Exercise goal —
Could you print the full listing below, keeping each line identical?

• • • •

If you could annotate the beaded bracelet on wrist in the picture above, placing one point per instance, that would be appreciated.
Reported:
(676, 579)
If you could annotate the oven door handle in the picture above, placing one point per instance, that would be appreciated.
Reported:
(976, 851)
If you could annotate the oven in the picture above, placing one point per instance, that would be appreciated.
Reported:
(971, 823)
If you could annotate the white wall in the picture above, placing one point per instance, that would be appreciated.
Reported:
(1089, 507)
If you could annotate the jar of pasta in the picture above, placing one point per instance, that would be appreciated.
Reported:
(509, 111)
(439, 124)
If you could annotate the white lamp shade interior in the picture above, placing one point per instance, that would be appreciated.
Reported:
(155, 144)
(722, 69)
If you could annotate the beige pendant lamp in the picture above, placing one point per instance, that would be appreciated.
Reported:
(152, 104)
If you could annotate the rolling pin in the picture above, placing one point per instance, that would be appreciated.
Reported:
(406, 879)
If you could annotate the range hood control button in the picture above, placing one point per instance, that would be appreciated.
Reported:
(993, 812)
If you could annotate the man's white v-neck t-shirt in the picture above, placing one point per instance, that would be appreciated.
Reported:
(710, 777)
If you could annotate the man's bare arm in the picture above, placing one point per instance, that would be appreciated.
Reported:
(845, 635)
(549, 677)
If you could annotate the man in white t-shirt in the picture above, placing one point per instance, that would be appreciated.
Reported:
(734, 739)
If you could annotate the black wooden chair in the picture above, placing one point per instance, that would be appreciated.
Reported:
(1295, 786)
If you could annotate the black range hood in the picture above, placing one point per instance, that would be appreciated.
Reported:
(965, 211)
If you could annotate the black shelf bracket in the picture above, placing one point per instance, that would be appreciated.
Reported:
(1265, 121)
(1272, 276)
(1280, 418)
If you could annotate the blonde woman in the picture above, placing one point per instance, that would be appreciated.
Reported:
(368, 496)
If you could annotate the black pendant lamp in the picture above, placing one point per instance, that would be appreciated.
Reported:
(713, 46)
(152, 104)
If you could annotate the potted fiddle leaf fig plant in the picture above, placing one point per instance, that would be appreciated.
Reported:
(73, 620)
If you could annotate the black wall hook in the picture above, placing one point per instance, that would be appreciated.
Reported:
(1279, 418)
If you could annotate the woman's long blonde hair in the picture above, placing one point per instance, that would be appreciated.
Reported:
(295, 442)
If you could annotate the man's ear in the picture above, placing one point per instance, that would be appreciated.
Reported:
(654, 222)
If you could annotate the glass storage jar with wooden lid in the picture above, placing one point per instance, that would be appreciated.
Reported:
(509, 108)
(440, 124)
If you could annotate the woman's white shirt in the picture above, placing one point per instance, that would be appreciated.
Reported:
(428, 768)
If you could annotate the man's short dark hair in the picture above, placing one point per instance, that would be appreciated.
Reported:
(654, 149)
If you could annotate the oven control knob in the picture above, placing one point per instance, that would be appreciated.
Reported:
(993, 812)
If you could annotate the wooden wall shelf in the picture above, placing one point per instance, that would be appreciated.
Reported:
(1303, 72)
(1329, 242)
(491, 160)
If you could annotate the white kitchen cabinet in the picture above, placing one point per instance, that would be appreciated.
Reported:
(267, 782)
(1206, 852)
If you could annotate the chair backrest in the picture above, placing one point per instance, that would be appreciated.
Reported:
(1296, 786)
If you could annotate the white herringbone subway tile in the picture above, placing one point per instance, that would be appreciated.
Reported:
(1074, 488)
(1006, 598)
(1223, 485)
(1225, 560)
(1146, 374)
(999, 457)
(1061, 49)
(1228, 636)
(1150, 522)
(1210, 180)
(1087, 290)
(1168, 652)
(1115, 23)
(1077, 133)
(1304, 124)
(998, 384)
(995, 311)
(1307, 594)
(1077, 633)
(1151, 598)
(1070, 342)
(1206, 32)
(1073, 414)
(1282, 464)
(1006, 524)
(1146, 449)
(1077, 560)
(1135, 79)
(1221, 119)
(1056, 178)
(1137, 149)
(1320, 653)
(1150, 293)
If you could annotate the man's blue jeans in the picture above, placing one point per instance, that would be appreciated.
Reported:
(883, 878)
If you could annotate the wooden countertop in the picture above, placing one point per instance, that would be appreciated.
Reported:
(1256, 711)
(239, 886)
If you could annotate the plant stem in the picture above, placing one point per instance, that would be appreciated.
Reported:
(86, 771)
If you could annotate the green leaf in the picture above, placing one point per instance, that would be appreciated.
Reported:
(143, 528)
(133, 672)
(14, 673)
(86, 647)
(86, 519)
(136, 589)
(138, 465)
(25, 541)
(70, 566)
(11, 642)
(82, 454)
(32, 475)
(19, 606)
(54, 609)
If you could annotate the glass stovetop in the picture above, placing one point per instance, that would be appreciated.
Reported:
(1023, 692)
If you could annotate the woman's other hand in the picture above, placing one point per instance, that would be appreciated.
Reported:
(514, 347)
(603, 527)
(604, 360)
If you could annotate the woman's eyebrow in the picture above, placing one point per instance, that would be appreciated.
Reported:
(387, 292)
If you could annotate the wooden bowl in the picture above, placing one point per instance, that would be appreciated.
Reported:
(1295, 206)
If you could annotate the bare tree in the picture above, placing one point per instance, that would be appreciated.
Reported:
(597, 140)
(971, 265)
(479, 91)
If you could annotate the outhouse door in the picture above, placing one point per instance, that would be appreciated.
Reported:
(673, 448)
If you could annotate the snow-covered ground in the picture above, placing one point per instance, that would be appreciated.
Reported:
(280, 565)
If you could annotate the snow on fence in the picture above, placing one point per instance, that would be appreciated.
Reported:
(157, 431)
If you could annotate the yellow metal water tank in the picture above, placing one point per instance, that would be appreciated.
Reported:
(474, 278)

• • • •

Solution to this task —
If you could annotate the beaded bracelet on wrist in the picture above, placing one point per instance, that would be appreciated.
Reported:
(676, 579)
If you could annotate the oven door handle in the picture above, placing one point per instance, that would be appreciated.
Reported:
(976, 851)
If you could annotate the oven in the picture above, placing one point per instance, that would be appreciated.
Reported:
(971, 823)
If you could annotate the white wall in the picture above, placing one point per instance, that would be appreciated.
Reported:
(1089, 507)
If you could annotate the jar of pasta in the picture above, placing one point per instance, that would be appreciated.
Reported:
(509, 111)
(439, 124)
If you could annotate the white lamp shade interior in the picture above, placing one point per instance, that would be appreciated.
Reported:
(155, 144)
(722, 69)
If you could annotate the beige pendant lamp in the picture above, placing one point per instance, that would be appreciated.
Reported:
(152, 104)
If you could annotate the rolling pin in the picture above, placing one point per instance, that would be appreciated.
Reported:
(406, 879)
If you could annotate the range hood control button in the picture above, placing one point per instance, that would be appreciated.
Reported:
(993, 812)
If you could annotate the man's white v-neck t-shirt in the picture above, placing one point per instance, that would be appreciated.
Reported:
(710, 777)
If you could annotate the man's bare arm in the picture above, placing one point per instance, that would be appreciated.
Reported:
(845, 635)
(549, 677)
If you could annotate the man in white t-shirt in the picture above, placing one point per instance, that would be appreciated.
Reported:
(734, 739)
If you could annotate the black wooden chair in the picture above, placing one point per instance, that would be appreciated.
Reported:
(1295, 786)
If you could annotate the black range hood in the picture above, placing one point per instance, that would be appreciated.
Reported:
(965, 211)
If you could annotate the black shelf bracket in the picture above, placing one point per instance, that would be appreciated.
Reported:
(1265, 121)
(1272, 276)
(1280, 418)
If you could annotate the blonde woman in the picture above, placing one point per instance, that would be appreciated.
Reported:
(368, 496)
If you could annotate the black pendant lamp in the picture above, placing one point per instance, that would be appreciated.
Reported:
(713, 46)
(152, 104)
If you could annotate the potted fiddle leaf fig plant in the picture above, placing one point per instance, that would be appreciated.
Reported:
(73, 620)
If you could annotate the black wall hook in the picture above, placing one point per instance, that would be appreciated.
Reported:
(1279, 418)
If you could annotate the woman's long blonde hair in the picture above, placing one point per instance, that would be appreciated.
Reported:
(295, 442)
If you could annotate the man's ear in the picture above, placing one point per instance, that would be appreciated.
Reported:
(654, 222)
If you could annotate the glass storage jar with wooden lid in the picture above, placing one point per instance, that would be appreciated.
Reported:
(509, 108)
(440, 124)
If you could annotate the woman's white shirt in the picture above, placing one point per instance, that would be appreciated.
Reported:
(428, 768)
If you could annotate the man's short dark hair in the picture above, placing one point per instance, that would be appreciated.
Reported:
(654, 149)
If you could annotate the oven control knob in the picture above, placing one point per instance, that would be appreciated.
Reported:
(993, 812)
If you could annotate the wooden wall shelf in the picture above, placing one point per instance, that would be appreciated.
Reported:
(1303, 72)
(1329, 242)
(491, 160)
If you could annotate the white kitchen cabinet in the picture above, placing one point per instance, that would be appreciated.
Reported:
(267, 782)
(1206, 852)
If you could annotate the chair backrest in the picture above, placing one point per instance, that would be appreciated.
Reported:
(1296, 786)
If you could annotate the white herringbone subway tile in the picture above, placing one point per instance, that would be appreciated.
Reported:
(1074, 488)
(1006, 598)
(1223, 485)
(1225, 560)
(1146, 374)
(999, 457)
(1061, 49)
(1228, 636)
(1150, 522)
(1210, 180)
(1087, 290)
(1168, 652)
(1115, 23)
(1077, 133)
(1304, 124)
(998, 384)
(995, 311)
(1307, 594)
(1077, 633)
(1151, 598)
(1070, 342)
(1206, 32)
(1073, 414)
(1282, 464)
(1006, 524)
(1146, 449)
(1077, 560)
(1135, 79)
(1221, 119)
(1056, 178)
(1137, 149)
(1320, 653)
(1150, 293)
If you could annotate the man's blue jeans in the picture above, placing one point per instance, that would be appreciated.
Reported:
(883, 878)
If you could annotate the wooden countertop in the picture above, placing one point per instance, that would be appreciated.
Reported:
(1256, 711)
(239, 886)
If you could annotate the plant stem in the picture above, placing one point per instance, that would be appreciated.
Reported:
(86, 771)
If you could annotate the green leaf in the picture above, placing one point per instance, that would be appreciated.
Reported:
(143, 528)
(133, 672)
(14, 673)
(86, 647)
(86, 519)
(136, 589)
(138, 465)
(25, 541)
(70, 566)
(11, 642)
(82, 454)
(32, 475)
(19, 606)
(54, 609)
If you could annotate the glass stovetop in the picture above, placing one point per instance, that would be appreciated.
Reported:
(1023, 692)
If you could annotate the woman's other hand in the picture above, placing one point per instance, that would be appreciated.
Reported:
(514, 347)
(603, 527)
(604, 360)
If you could annotate the woman's eyebrow in the picture above, placing one point per instance, that would be appreciated.
Reported:
(387, 292)
If you could annotate the wooden bowl in the picture above, placing one point per instance, that would be appreciated.
Reported:
(1295, 206)
If you could annotate the bare tree in the picture above, placing one point per instance, that would be appreciated.
Reported:
(597, 140)
(971, 265)
(479, 91)
If you could annotate the outhouse door in the picture above, placing one point per instance, that would be appreciated.
Reported:
(673, 448)
If you could annotate the snow-covered ground in the picture above, placing one point per instance, that would be appreciated.
Reported:
(280, 565)
If you could annotate the snow on fence in the picture above, placing one point per instance, that would be appreciated.
Reported:
(157, 431)
If you could annotate the yellow metal water tank in the picture above, placing one point per instance, that would be appreciated.
Reported:
(474, 278)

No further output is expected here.